Repeat every one of the entries below without changing a single character.

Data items
================================
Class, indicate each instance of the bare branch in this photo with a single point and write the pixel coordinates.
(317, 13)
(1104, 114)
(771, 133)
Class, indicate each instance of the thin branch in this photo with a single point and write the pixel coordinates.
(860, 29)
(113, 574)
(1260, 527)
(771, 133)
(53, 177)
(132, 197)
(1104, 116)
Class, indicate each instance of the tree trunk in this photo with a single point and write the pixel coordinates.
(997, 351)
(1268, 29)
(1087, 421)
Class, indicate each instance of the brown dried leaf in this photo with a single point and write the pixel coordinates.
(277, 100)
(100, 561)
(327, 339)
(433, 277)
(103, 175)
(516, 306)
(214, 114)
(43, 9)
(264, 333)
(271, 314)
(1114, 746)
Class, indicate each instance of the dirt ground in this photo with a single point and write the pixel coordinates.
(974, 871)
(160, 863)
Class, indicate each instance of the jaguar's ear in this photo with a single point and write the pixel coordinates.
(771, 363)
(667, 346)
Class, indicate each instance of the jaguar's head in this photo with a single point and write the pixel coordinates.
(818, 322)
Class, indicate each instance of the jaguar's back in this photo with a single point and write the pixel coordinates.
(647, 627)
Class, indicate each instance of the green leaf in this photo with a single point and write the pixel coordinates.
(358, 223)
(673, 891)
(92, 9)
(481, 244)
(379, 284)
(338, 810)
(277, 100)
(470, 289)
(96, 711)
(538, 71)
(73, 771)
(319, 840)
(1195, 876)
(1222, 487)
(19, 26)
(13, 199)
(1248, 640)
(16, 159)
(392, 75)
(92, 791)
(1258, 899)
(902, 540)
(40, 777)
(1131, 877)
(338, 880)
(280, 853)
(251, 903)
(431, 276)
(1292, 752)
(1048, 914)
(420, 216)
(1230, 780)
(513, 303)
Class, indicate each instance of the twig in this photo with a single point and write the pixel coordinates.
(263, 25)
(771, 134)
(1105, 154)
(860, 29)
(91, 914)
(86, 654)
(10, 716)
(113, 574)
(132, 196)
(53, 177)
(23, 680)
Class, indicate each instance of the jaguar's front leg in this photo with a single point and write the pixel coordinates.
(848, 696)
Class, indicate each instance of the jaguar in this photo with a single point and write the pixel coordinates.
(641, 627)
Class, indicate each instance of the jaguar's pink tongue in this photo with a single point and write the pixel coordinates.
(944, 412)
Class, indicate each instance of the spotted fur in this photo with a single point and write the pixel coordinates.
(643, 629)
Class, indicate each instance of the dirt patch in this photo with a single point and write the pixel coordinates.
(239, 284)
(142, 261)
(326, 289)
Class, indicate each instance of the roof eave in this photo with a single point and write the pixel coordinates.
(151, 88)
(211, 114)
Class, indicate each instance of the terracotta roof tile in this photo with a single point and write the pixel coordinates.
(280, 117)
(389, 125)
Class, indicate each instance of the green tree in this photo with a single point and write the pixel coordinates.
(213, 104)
================================
- **RESULT**
Class, indicate each instance of the bare branch in this photo with a single point and write the pixel coordinates.
(317, 13)
(1104, 114)
(771, 133)
Class, indicate each instance of the thin branch in this photo with a single point and write the pixel coordinates.
(860, 29)
(113, 574)
(1260, 527)
(771, 133)
(53, 177)
(132, 197)
(1104, 116)
Class, indicate each instance of the tree trunk in this photo with a single point and write the pixel coordinates.
(997, 351)
(1268, 29)
(1087, 421)
Class, indicate each instance of the brown dried leaf in this photo with a single point and write the pixel coordinates.
(277, 100)
(100, 561)
(327, 339)
(433, 277)
(103, 175)
(516, 306)
(214, 114)
(43, 9)
(264, 333)
(271, 314)
(1114, 746)
Class, indicate each instance of the dirt ground in this photo with a single point and write the pixel coordinates.
(974, 871)
(160, 863)
Class, indicate each instance of the jaguar's ear in this photo with a single point and write the pixel coordinates.
(771, 363)
(667, 346)
Class, indicate each instance of the jaguar's head in this photo with a single point and write the pixel coordinates.
(818, 322)
Class, indicate each instance of the jaguar's back in this photo with a single point and write the pixel coordinates.
(647, 627)
Class, indicate each instance of the green leaf in this photo with a single point and write the pixel coordinates.
(358, 223)
(673, 891)
(92, 9)
(481, 244)
(379, 284)
(338, 810)
(277, 100)
(470, 289)
(96, 711)
(538, 71)
(73, 771)
(319, 840)
(1195, 876)
(1222, 487)
(19, 26)
(13, 199)
(1248, 640)
(16, 159)
(392, 75)
(92, 791)
(1258, 899)
(902, 540)
(40, 777)
(1131, 877)
(338, 880)
(280, 853)
(251, 903)
(431, 276)
(1292, 752)
(1048, 914)
(420, 216)
(1230, 780)
(513, 303)
Class, indicate each instance of the twig in this photo with a single point and write the pixel coordinates.
(263, 25)
(771, 134)
(1105, 154)
(860, 29)
(91, 914)
(86, 654)
(10, 716)
(113, 574)
(132, 196)
(53, 177)
(23, 680)
Class, indicate each instance of the jaguar's front leg in this photo with a single point and write the pixel coordinates.
(848, 696)
Class, indicate each instance of the jaguar in this photo with a single point and write the pixel coordinates.
(641, 627)
Class, indicate each instance of the jaguar's pink tongue in this photo with a single point and write the pixel coordinates.
(944, 412)
Class, indicate each instance of the spotted fur in this photo with a single point and write the pixel coordinates.
(643, 629)
Class, indicate each instance of the dirt patch in this photo with a single point and write the pixel coordinates.
(239, 284)
(142, 261)
(326, 289)
Class, indicate each instance of the roof eave in this photo with a single point and write the pixel coordinates.
(151, 88)
(211, 114)
Class, indicate each instance of the terracotta roof tile in this photo with a single point and write the pixel coordinates.
(280, 117)
(389, 125)
Class, indicate each instance of the green tree in this photo with a single point and write the pixel coordinates.
(213, 104)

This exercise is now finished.